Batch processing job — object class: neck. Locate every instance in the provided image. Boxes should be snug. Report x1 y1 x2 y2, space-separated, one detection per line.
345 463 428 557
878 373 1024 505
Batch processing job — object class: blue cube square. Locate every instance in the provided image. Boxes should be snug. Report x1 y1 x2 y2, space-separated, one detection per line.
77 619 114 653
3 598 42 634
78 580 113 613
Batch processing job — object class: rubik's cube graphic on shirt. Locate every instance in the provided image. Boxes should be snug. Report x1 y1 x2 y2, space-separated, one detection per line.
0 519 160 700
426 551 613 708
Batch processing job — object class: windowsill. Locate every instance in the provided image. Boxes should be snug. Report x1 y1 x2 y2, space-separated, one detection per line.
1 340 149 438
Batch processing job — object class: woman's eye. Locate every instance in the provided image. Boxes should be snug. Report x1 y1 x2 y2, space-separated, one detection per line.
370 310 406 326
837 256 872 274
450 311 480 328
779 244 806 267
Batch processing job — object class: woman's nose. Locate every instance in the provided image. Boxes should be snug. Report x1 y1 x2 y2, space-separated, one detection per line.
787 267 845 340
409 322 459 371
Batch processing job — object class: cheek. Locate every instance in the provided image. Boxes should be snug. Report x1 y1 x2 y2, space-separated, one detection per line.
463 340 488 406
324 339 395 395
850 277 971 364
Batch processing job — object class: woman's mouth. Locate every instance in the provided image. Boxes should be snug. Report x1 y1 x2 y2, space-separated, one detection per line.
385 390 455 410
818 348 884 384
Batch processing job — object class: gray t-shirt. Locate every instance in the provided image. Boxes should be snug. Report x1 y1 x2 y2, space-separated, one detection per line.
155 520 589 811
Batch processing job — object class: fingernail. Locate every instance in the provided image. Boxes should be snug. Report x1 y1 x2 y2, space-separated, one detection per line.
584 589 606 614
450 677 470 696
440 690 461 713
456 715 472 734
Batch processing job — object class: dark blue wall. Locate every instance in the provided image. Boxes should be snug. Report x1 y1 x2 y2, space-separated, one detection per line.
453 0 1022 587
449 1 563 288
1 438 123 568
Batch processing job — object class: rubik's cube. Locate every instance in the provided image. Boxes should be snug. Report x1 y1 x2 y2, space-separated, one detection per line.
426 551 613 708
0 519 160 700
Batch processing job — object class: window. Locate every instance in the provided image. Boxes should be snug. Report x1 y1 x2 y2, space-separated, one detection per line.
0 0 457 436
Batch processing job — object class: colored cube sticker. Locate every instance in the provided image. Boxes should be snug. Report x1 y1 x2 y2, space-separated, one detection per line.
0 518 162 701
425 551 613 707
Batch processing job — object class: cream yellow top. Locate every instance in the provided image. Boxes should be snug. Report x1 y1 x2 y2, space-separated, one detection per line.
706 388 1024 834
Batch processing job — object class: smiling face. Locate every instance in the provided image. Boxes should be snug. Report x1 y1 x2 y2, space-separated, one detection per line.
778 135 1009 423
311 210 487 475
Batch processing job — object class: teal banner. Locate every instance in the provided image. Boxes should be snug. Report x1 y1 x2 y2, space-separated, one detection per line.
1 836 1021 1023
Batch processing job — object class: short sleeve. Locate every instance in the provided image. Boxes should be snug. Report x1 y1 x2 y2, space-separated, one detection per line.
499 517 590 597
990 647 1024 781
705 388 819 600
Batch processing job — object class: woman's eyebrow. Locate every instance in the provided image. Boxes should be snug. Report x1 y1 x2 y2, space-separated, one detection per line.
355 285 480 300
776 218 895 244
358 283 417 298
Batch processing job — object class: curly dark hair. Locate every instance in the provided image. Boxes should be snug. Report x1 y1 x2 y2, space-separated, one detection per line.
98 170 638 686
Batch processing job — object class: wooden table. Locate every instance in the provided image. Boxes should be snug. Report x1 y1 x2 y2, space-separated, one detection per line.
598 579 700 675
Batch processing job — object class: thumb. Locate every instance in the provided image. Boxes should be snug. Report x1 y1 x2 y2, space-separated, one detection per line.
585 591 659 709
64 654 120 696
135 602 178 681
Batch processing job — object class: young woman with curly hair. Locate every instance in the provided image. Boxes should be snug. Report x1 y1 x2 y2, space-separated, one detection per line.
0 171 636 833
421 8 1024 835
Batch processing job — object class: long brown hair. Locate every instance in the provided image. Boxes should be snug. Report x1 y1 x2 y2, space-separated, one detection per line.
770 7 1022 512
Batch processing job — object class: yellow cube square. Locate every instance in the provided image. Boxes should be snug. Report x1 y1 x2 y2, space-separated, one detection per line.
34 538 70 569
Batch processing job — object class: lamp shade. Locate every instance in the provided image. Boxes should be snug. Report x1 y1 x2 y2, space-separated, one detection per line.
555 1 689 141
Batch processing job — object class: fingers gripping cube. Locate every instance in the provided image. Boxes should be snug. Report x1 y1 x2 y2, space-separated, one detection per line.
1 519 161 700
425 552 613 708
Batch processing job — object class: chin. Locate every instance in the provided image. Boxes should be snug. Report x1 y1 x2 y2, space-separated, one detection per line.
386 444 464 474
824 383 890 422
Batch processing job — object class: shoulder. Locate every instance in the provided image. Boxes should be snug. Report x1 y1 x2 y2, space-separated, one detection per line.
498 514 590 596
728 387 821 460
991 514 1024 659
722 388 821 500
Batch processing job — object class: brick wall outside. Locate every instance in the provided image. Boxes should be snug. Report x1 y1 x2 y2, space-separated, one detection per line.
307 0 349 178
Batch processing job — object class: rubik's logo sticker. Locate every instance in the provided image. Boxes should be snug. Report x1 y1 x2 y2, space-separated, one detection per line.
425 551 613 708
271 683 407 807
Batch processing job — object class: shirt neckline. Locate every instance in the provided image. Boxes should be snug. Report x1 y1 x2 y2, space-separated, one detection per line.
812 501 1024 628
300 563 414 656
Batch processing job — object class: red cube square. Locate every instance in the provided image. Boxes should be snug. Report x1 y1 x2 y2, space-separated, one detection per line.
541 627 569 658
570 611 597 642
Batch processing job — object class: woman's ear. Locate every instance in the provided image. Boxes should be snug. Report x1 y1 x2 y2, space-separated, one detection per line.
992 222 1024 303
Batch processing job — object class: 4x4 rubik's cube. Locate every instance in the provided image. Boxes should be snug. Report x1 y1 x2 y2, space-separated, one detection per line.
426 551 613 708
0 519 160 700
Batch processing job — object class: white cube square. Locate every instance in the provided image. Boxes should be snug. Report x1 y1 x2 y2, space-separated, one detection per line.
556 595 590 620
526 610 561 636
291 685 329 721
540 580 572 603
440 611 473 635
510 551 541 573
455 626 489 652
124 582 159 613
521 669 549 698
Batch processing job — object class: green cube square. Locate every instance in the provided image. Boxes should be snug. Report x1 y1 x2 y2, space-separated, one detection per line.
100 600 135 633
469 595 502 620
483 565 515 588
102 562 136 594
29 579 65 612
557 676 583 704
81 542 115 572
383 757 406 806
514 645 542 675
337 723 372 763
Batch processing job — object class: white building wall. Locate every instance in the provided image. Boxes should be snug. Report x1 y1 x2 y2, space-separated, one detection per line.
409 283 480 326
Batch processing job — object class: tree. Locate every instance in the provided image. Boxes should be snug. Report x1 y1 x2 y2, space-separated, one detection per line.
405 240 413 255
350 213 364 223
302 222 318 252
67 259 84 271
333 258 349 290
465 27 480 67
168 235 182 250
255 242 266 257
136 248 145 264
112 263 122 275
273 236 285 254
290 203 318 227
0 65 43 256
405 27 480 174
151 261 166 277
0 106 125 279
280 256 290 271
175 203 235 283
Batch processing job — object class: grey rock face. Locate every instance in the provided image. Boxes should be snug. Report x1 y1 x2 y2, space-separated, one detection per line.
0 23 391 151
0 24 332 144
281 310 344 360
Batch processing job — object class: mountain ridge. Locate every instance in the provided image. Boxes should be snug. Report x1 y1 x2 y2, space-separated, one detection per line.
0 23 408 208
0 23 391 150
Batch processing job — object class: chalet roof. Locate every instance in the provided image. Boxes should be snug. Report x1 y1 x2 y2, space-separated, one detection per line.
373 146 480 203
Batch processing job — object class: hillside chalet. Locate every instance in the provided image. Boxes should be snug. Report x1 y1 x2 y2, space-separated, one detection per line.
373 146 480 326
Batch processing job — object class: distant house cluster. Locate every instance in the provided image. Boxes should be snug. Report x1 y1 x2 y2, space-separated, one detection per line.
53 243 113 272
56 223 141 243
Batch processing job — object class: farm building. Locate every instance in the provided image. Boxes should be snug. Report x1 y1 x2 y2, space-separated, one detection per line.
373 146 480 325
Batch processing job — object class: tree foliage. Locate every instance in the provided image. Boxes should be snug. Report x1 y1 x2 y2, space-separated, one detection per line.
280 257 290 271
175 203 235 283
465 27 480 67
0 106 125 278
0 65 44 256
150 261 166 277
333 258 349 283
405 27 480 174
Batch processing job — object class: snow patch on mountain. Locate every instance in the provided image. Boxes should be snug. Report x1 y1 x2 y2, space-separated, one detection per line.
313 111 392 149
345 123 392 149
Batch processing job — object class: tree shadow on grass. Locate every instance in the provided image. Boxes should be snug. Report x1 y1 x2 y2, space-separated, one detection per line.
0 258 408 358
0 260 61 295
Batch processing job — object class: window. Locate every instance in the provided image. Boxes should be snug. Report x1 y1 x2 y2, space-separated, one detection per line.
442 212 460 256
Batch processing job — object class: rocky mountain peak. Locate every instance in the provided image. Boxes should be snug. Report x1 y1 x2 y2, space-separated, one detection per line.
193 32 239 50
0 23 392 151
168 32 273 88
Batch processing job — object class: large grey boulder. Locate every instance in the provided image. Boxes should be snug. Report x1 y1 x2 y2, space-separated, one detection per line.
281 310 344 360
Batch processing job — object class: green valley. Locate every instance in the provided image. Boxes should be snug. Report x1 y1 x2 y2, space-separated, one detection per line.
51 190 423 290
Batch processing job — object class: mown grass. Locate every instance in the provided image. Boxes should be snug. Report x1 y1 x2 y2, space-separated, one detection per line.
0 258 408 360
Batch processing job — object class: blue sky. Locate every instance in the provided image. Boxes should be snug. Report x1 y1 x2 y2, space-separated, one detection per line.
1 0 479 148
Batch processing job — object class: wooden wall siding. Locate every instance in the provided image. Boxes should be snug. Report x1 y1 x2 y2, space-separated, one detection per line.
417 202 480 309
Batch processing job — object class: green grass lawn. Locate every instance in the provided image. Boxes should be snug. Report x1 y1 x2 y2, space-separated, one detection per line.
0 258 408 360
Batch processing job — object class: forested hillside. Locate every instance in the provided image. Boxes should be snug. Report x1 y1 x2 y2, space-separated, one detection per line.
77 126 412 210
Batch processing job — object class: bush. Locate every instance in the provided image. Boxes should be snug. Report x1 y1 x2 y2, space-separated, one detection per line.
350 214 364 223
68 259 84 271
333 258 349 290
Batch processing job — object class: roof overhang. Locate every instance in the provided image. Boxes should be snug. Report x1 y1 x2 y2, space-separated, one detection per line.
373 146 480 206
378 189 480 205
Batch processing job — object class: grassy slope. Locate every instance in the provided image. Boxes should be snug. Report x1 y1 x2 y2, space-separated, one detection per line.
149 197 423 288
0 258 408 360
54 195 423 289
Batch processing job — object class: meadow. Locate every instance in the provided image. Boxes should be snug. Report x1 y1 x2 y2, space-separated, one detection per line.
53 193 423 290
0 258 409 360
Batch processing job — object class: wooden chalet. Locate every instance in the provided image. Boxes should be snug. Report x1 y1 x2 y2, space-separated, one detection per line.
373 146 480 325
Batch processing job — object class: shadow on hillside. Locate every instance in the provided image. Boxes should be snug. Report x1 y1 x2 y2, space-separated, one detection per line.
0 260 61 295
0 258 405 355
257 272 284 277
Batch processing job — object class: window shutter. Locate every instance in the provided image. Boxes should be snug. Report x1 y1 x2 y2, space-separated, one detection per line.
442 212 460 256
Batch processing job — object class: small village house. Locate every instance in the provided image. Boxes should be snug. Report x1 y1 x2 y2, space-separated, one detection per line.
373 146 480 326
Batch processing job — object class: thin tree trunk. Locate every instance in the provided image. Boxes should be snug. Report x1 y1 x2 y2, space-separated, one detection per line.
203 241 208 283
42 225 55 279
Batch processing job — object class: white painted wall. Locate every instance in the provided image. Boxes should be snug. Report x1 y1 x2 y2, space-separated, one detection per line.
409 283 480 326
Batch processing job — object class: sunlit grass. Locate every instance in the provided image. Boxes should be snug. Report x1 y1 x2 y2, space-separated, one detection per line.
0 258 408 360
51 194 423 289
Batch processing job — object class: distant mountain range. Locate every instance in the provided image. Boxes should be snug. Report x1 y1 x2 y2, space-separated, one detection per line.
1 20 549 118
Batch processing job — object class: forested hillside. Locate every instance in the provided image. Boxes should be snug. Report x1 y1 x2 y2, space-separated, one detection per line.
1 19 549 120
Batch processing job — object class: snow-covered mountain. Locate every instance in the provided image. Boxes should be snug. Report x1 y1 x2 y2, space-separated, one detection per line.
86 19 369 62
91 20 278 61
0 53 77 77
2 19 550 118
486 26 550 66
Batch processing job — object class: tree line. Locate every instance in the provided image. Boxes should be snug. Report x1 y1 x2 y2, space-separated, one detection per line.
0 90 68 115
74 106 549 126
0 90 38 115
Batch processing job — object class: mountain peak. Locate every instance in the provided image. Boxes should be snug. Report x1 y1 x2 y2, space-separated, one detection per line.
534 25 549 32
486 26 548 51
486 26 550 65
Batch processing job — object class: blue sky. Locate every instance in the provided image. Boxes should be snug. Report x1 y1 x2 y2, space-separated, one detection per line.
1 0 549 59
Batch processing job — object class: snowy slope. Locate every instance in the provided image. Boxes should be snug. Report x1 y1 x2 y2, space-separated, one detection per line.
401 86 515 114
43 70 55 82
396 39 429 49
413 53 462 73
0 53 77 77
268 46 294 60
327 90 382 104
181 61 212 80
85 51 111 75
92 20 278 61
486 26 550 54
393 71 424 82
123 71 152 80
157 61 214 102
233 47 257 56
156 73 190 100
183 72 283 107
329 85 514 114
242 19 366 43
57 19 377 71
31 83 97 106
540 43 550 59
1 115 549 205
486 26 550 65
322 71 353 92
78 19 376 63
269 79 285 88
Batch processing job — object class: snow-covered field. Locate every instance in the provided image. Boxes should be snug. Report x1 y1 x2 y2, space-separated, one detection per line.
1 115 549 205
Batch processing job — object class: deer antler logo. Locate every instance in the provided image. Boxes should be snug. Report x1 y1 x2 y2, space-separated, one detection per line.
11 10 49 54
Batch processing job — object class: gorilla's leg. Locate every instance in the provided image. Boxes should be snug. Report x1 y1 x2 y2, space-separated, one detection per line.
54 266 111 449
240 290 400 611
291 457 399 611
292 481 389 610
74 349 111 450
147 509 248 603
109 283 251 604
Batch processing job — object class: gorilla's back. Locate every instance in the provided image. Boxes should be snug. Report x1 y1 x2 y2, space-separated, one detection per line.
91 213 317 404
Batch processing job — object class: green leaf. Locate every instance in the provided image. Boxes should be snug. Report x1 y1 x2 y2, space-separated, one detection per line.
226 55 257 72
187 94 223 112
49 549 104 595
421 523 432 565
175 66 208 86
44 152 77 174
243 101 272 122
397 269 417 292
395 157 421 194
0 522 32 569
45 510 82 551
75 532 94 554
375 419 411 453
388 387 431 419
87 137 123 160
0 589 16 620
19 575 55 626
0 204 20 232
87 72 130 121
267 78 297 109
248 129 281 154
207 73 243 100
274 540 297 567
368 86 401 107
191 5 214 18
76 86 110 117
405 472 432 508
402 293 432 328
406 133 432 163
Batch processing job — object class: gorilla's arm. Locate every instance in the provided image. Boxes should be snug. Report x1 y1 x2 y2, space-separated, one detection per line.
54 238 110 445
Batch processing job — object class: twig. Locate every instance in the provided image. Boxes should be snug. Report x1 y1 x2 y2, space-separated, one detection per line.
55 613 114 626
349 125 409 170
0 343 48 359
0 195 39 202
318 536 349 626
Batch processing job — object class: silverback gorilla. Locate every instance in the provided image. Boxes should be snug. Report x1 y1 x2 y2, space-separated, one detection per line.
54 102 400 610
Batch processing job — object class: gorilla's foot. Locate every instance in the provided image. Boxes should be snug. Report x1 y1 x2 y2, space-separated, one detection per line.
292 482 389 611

+++

• Aim of the exercise
Only the lines from the one containing "Batch processing job — object class: gorilla's foot." through the end of the entries above belong in the answer; repeat them exactly.

• Written solution
Batch processing job — object class: gorilla's foot. Locate every instance in the provided image. Boxes should be snug. Report x1 y1 x2 y2, space-separated, one detection per line.
292 482 389 611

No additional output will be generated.